Set task -
Please quote, word for word, the lines of the items below from the line with "In the photo above, where can the dirt" to the line with "column 528, row 261", including both of those lines and nothing else.
>> START Information supplied
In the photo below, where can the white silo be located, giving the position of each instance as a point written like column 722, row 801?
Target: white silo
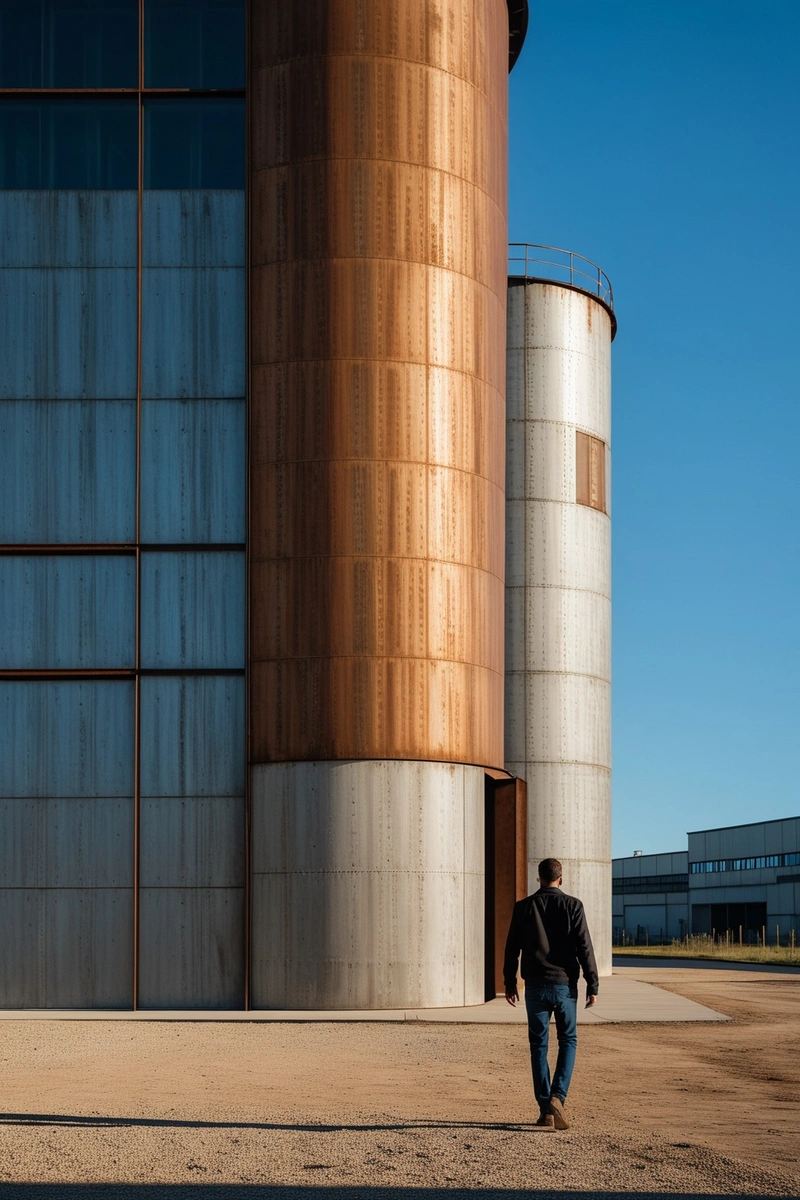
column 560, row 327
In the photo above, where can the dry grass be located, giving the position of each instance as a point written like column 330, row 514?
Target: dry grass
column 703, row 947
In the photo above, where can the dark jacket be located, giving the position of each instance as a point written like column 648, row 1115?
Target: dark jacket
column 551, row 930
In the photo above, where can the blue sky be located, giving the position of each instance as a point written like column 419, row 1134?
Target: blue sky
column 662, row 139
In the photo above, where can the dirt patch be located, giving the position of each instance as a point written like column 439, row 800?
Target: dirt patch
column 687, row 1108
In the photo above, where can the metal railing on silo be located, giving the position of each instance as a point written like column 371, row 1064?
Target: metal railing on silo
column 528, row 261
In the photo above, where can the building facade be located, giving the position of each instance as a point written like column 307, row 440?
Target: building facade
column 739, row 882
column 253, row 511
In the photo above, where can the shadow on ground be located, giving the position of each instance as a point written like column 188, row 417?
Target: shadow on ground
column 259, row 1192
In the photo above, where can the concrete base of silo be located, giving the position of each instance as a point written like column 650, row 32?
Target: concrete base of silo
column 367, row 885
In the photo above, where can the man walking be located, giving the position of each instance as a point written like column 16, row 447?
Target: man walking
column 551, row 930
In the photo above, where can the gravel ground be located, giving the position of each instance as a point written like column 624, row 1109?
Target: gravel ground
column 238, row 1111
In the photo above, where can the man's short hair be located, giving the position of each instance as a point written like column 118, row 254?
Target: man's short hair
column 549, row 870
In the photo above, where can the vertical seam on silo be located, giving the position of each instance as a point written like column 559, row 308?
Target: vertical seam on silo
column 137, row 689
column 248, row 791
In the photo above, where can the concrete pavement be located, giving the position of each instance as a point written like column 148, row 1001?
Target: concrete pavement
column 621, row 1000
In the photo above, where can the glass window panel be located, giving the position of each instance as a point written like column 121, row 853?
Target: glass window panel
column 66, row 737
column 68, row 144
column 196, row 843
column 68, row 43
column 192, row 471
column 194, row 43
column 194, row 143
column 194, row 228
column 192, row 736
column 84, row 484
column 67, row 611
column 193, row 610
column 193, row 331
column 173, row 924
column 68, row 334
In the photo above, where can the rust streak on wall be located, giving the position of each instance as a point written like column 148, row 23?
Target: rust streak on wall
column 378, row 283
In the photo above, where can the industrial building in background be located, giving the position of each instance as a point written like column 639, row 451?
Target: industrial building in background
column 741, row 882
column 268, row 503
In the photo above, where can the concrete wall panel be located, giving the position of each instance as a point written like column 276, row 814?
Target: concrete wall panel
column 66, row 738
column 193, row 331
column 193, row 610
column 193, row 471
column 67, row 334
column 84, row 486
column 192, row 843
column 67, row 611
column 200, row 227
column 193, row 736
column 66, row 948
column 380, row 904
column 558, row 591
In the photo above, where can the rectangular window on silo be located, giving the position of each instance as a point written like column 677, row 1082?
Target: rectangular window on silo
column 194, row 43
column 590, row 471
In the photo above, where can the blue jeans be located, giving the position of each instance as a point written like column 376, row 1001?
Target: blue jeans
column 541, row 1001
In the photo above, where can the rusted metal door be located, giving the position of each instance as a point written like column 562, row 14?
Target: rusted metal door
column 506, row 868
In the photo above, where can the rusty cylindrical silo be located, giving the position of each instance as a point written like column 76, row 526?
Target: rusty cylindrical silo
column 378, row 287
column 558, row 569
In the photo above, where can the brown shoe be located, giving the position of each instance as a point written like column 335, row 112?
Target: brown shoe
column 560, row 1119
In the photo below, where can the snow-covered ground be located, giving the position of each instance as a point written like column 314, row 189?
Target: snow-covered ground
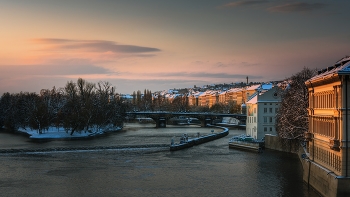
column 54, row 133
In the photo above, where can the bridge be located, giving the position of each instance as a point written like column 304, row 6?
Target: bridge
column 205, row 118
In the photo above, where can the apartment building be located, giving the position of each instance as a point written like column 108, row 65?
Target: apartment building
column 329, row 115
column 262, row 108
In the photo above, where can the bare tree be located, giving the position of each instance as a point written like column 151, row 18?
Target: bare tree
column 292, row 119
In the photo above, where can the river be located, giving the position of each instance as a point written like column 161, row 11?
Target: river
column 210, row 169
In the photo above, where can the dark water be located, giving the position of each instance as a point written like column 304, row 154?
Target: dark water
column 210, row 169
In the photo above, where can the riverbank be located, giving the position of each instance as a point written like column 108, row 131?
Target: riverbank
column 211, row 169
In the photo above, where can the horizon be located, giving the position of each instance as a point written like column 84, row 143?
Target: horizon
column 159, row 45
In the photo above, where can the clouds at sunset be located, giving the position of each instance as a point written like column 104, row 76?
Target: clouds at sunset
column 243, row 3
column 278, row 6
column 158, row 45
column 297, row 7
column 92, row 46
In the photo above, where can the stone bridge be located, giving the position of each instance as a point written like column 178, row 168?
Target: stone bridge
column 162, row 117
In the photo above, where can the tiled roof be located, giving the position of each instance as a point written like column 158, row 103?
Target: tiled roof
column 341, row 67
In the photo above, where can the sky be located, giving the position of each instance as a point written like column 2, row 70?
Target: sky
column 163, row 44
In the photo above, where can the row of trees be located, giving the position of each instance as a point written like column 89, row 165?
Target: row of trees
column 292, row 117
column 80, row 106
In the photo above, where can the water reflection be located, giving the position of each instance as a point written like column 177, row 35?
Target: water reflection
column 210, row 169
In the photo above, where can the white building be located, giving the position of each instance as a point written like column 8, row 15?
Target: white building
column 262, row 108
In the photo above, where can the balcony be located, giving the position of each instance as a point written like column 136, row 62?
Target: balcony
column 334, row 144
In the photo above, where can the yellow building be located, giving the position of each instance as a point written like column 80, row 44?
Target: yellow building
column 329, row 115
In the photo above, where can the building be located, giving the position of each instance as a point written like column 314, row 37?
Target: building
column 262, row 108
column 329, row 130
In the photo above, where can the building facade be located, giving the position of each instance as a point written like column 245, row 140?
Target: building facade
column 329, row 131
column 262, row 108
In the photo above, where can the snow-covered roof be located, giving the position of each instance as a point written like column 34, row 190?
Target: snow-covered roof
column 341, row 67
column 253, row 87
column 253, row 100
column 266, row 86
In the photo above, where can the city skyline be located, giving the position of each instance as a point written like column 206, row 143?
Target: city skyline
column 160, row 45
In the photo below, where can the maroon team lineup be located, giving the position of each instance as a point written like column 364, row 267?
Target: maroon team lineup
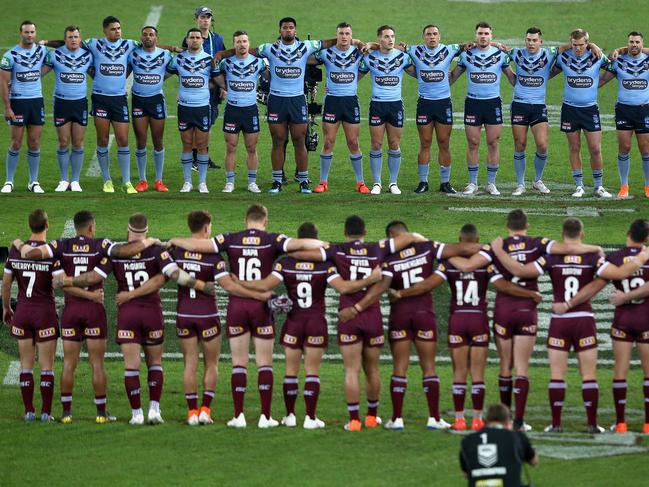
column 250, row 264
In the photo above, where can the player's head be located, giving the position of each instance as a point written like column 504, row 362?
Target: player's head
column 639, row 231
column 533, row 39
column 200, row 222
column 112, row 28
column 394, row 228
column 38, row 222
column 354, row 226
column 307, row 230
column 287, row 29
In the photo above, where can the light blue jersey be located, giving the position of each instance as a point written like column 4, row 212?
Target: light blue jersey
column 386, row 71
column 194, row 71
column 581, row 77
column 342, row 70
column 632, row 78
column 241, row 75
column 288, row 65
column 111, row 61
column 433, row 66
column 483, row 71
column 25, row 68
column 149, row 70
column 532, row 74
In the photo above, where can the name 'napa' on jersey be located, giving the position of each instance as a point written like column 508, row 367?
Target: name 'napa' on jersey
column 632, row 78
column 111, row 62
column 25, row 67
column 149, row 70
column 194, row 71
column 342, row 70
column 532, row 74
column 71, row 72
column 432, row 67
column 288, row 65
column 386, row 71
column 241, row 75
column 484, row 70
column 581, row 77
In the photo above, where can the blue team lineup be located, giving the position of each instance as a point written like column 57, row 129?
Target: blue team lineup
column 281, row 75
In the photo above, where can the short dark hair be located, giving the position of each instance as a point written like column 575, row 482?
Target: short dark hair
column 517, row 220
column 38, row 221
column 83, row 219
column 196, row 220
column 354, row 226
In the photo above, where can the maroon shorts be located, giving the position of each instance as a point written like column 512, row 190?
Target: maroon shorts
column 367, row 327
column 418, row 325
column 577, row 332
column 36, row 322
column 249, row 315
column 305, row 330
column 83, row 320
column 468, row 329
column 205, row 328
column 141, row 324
>> END Information supplied
>> START Information supplied
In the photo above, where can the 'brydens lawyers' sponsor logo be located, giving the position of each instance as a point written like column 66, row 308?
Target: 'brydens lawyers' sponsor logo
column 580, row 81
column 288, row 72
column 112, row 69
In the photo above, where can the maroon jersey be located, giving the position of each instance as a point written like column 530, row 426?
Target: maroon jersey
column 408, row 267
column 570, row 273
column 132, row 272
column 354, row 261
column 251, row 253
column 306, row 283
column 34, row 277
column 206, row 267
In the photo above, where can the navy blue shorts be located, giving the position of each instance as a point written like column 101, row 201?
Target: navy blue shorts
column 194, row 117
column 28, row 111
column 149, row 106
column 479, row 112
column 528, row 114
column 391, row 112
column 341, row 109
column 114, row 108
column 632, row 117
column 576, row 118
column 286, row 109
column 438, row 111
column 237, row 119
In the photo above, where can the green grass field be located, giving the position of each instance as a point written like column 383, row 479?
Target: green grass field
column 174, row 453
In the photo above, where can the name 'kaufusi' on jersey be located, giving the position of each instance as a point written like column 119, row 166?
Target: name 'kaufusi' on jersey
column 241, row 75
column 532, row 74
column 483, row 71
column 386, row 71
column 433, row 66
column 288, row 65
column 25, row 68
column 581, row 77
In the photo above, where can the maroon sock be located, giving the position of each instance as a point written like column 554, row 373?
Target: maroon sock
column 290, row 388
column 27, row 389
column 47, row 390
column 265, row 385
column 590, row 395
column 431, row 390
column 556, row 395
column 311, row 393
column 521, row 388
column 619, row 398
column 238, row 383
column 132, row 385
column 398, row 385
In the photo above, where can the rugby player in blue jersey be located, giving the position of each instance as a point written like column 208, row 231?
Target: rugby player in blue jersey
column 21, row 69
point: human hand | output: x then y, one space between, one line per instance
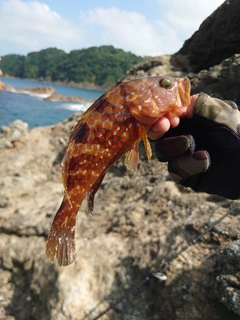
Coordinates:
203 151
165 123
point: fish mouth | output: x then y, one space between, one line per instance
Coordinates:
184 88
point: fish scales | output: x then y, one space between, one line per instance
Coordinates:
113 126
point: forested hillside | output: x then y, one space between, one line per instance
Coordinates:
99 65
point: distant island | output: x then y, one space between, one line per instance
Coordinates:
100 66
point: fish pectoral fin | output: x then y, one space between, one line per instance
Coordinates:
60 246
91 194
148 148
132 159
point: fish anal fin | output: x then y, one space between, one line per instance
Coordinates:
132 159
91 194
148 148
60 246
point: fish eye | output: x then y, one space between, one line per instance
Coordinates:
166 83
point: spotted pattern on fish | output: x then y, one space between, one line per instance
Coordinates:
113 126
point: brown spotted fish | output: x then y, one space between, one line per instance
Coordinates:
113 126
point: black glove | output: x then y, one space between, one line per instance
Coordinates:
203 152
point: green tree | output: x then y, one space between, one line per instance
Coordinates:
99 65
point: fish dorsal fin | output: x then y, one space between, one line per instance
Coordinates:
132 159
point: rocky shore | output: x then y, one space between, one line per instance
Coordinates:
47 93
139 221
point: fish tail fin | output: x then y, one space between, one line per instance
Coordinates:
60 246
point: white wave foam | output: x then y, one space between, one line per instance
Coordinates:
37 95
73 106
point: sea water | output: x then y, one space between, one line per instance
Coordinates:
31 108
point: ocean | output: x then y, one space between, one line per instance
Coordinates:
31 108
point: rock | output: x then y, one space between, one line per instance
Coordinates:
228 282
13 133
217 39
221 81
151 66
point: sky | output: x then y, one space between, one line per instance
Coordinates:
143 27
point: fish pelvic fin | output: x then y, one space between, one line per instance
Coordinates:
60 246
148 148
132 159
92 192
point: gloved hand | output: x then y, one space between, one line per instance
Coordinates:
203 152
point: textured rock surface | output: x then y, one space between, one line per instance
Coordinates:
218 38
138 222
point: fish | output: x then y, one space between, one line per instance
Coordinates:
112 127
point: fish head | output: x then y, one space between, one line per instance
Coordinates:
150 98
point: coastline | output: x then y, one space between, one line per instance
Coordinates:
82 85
>> END Information supplied
Written reply -
In the photo above, where can the dirt patch be located, giving the position of each instance as a point written like column 439, row 800?
Target: dirt patch
column 687, row 1108
In the photo above, where can the metal railing on silo be located, giving the position of each instance as a point written like column 371, row 1064?
Target: metal railing on silo
column 528, row 261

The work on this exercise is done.